→ **Data for this task**
○ ○ ○ ○ ○
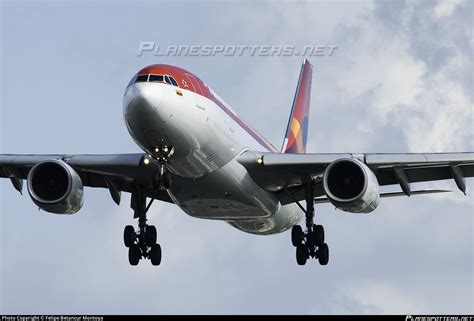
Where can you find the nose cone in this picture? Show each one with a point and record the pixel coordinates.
(141, 106)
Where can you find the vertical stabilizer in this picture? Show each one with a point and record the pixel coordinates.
(297, 129)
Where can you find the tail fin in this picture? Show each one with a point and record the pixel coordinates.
(297, 129)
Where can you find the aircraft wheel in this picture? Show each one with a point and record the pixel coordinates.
(301, 254)
(297, 235)
(134, 254)
(129, 236)
(323, 254)
(155, 254)
(150, 235)
(318, 234)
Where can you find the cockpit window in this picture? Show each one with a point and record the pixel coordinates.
(142, 78)
(173, 82)
(156, 78)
○ ○ ○ ○ ○
→ **Stated goal**
Every entry above is to be set down exactly; the pictures are to be left out.

→ **Result of this exercise**
Where can you find the nose cone in this picture? Show each one with a point and record the pixel coordinates.
(141, 106)
Where can you find the vertical stabilizer in this picture? Show each one with a point and record the pixel coordinates.
(297, 129)
Where can you find the tail fin in this picture? Show each one with a point and record the pixel coordinates.
(297, 129)
Where can you find the aircraft wheel in this picture? Show each one with a point and record the pixel coordinates.
(301, 254)
(297, 235)
(134, 254)
(129, 236)
(323, 254)
(155, 254)
(150, 235)
(318, 234)
Where can you find the cockpit window in this picture? Show each one with a point and record the pixel coordinates.
(142, 78)
(173, 82)
(156, 78)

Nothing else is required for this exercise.